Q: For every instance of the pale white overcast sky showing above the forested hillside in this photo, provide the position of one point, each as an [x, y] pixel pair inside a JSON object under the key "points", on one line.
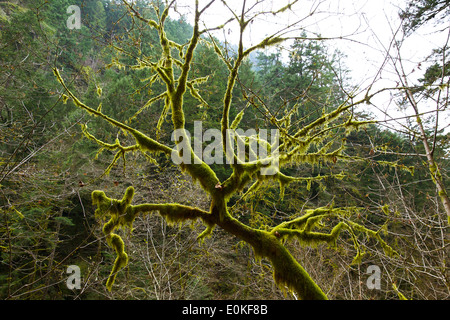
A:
{"points": [[367, 27]]}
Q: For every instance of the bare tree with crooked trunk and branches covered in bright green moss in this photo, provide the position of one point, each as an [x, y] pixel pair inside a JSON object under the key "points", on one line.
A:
{"points": [[320, 141]]}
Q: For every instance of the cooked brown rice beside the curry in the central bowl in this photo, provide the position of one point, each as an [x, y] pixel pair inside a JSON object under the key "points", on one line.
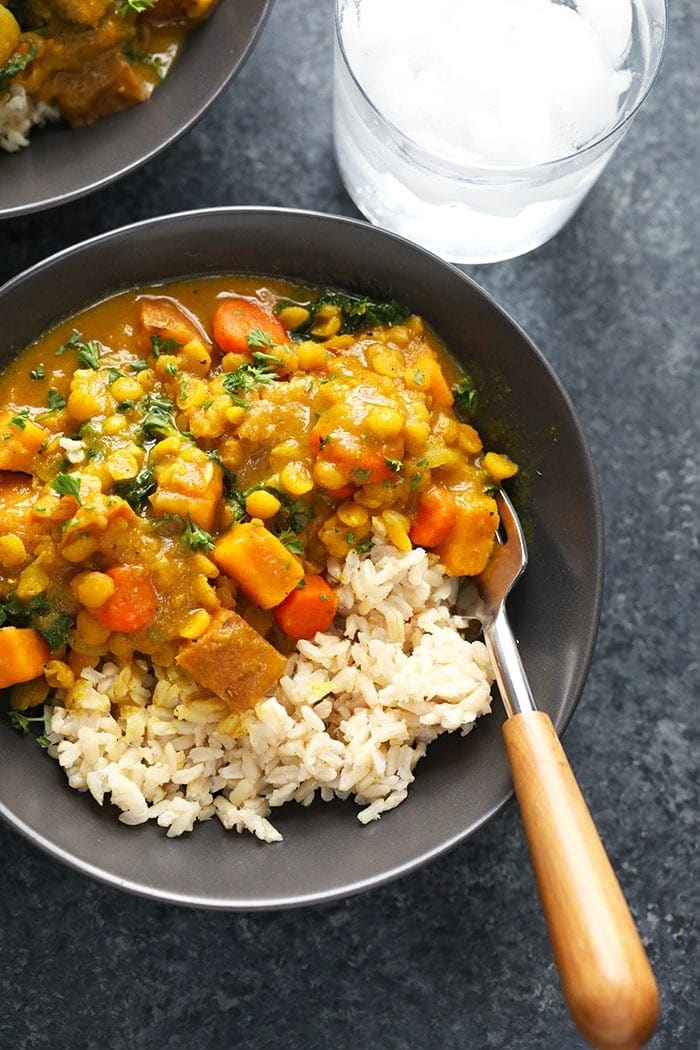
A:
{"points": [[353, 715]]}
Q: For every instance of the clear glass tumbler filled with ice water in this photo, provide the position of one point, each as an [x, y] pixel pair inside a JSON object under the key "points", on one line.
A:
{"points": [[477, 128]]}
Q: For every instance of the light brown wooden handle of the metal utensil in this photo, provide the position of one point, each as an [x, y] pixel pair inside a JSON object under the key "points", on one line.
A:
{"points": [[604, 970]]}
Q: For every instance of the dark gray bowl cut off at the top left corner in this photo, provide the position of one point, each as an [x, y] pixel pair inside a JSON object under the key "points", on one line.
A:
{"points": [[63, 163]]}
····················
§ **WHAT NEEDS TO BE DONE**
Repeat the records verbatim, excluding pictures.

§ **SOLVED EXERCISE**
Q: For every instance of the pale white overcast sky showing above the forested hillside in this photo, provide the position of one point, each as an [x, y] pixel pair inside a JSON object under the key "points", on one line.
A:
{"points": [[367, 27]]}
Q: For every instance of the bare tree with crooked trunk and branches covered in bright green moss in this photo, provide the position of one point, each as an [x, y] pixel pair inside a JSON object under the key "points", on one line.
A:
{"points": [[320, 141]]}
Q: For every instance of the cooked brown rice beside the curry in the central bowl in this photo, provide the position of one point, each as an [x, y] pixel pair inside a JSON object under the key "points", on one line.
A:
{"points": [[353, 715]]}
Q: For every instance of the clear glass tumbler filled with ice water in this photo, provide the position of one point, each as an [x, y] pixel pair inside a JSON object under the key "points", on one line.
A:
{"points": [[477, 128]]}
Q: For every instance of the light brown wooden handle of the metal utensil in this photo, provide the position of one point, each as an [x, y] pixel pair inside a JSON object under the key "points", on one line.
A:
{"points": [[604, 970]]}
Q: For every instance of the dark gray bowl cut off at the top left corner in this photo, provide the position of one point, each as an [x, y] pixel pair inside a JSON object under the key "points", on one line.
A:
{"points": [[63, 163]]}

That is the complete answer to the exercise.